Data lines
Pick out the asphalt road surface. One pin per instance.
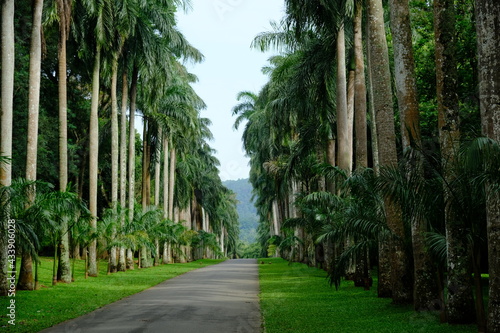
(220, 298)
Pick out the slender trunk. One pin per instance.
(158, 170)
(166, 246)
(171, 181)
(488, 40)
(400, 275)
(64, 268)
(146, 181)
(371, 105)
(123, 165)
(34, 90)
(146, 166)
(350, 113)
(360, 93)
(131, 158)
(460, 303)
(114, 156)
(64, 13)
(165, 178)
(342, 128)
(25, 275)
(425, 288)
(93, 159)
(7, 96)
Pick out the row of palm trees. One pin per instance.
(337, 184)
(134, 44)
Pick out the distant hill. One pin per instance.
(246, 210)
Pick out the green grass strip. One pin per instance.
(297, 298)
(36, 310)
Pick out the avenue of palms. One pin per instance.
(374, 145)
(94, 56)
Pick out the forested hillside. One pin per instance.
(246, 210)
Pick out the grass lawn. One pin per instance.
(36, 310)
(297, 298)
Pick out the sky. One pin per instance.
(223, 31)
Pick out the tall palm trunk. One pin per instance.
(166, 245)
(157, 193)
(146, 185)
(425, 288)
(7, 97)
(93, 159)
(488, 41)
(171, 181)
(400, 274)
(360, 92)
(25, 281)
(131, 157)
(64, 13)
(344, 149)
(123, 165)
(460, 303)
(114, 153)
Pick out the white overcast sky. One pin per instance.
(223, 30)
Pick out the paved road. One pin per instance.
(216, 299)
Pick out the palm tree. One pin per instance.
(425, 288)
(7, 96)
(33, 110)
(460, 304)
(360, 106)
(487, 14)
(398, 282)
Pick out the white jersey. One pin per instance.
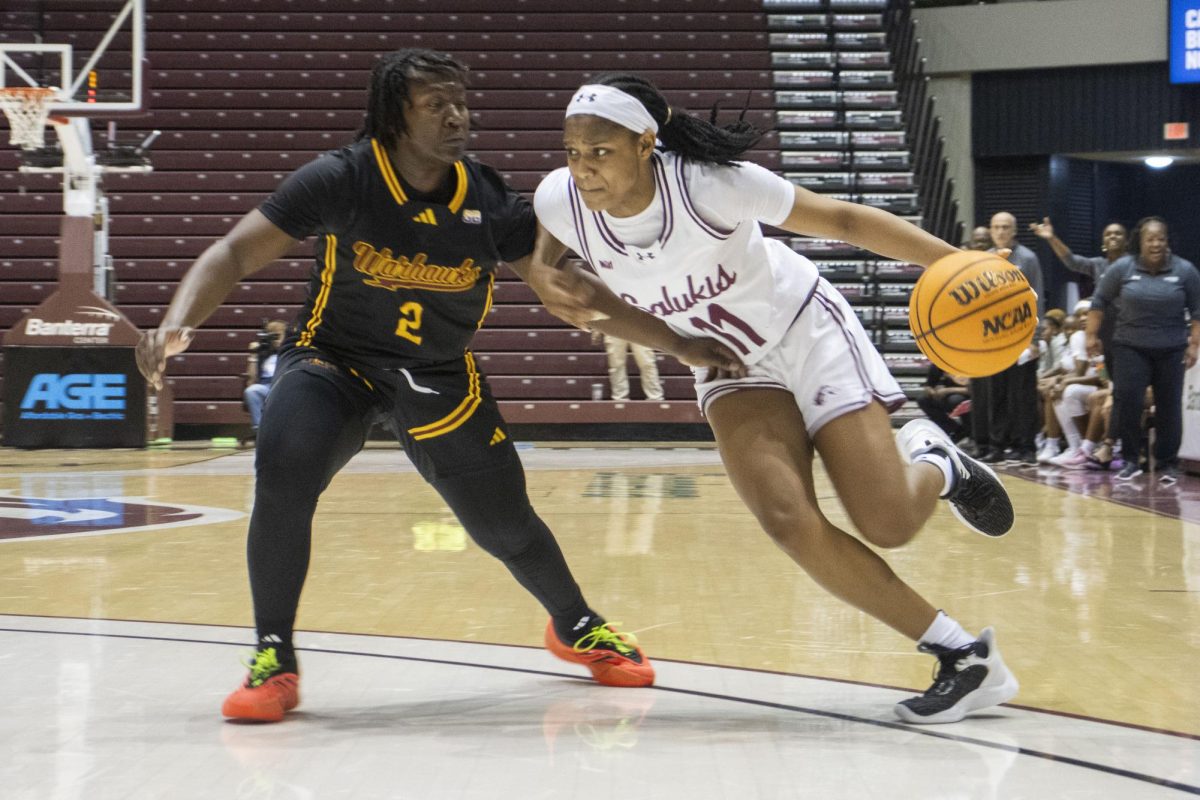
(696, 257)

* * *

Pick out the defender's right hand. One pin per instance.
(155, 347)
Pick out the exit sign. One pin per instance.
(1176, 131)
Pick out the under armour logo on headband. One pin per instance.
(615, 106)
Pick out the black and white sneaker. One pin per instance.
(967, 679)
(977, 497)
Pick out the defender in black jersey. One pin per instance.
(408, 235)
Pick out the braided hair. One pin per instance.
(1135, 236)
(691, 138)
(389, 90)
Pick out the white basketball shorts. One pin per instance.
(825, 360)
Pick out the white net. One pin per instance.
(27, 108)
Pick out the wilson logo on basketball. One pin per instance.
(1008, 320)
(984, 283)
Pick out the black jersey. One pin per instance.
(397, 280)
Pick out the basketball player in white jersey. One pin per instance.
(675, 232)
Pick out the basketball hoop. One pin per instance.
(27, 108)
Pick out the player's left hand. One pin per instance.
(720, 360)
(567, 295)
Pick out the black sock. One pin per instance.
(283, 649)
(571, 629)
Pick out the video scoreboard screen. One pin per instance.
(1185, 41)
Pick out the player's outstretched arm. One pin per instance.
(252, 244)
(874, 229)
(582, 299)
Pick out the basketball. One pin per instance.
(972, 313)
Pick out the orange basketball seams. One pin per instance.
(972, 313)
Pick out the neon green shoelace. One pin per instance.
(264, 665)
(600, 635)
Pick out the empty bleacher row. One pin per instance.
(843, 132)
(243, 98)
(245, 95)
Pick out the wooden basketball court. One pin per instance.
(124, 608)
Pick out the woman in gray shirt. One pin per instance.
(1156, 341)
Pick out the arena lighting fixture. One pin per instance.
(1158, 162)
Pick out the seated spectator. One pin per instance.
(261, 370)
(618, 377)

### Problem description
Please gather every line from the entries that contains the word "white" and copy each of those lines in full.

### Reply
Pick out the white overcast sky. One pin per instance.
Pick out the white jersey. One pin per instance.
Pick out the black and white sneaker. One pin per instance.
Pick out the white basketball shorts. One pin per instance.
Pick out the white net. One pin per instance.
Pick out the basketball player in white jersey. One pin per instance.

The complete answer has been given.